--- start DATA SUPPLIED ---
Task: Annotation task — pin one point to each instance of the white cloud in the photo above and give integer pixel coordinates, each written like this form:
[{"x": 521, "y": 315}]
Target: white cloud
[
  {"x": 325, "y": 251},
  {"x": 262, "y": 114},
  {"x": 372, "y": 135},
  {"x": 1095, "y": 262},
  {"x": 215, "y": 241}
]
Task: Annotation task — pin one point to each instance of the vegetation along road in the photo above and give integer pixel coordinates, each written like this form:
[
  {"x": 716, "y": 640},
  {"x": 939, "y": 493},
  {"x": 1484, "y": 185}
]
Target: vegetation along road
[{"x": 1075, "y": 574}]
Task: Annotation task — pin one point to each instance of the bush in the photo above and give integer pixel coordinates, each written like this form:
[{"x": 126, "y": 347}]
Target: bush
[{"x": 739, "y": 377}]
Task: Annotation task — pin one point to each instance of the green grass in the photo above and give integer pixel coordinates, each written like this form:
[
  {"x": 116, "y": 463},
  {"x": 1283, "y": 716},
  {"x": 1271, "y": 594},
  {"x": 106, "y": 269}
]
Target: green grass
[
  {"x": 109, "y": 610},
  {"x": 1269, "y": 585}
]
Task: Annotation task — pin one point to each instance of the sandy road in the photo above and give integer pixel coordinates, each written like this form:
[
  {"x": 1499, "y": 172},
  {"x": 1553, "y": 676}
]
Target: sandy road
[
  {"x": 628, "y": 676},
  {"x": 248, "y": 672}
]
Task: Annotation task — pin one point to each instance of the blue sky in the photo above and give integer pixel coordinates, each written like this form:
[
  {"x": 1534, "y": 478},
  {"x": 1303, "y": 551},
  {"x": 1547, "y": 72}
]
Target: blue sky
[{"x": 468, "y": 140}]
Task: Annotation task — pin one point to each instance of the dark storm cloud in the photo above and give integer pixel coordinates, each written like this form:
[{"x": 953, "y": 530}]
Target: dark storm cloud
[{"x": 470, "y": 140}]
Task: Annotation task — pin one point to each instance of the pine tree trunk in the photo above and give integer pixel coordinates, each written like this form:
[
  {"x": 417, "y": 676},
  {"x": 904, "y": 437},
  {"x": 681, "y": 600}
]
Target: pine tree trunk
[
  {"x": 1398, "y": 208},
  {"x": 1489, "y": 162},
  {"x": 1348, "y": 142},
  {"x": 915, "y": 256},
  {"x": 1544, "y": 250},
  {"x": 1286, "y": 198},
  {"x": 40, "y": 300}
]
--- end DATA SUPPLIED ---
Please rewrite the material from the line with "of the pine" up to and including its last line, scaling each x and y coordinate in the answers by 1.75 and rounding to whole numbers, with halves rounding up. Keep every other line, and every coordinate outside the answers, unchanged.

Task: Annotation task — pin one point to each instance of the pine tree trunk in the photo above and give integer pixel coordinates, each written like this form:
[
  {"x": 417, "y": 676},
  {"x": 904, "y": 437},
  {"x": 681, "y": 600}
]
Target: pine tree trunk
[
  {"x": 2447, "y": 364},
  {"x": 2606, "y": 284},
  {"x": 2359, "y": 249},
  {"x": 1601, "y": 448},
  {"x": 2702, "y": 438},
  {"x": 2251, "y": 347},
  {"x": 70, "y": 525}
]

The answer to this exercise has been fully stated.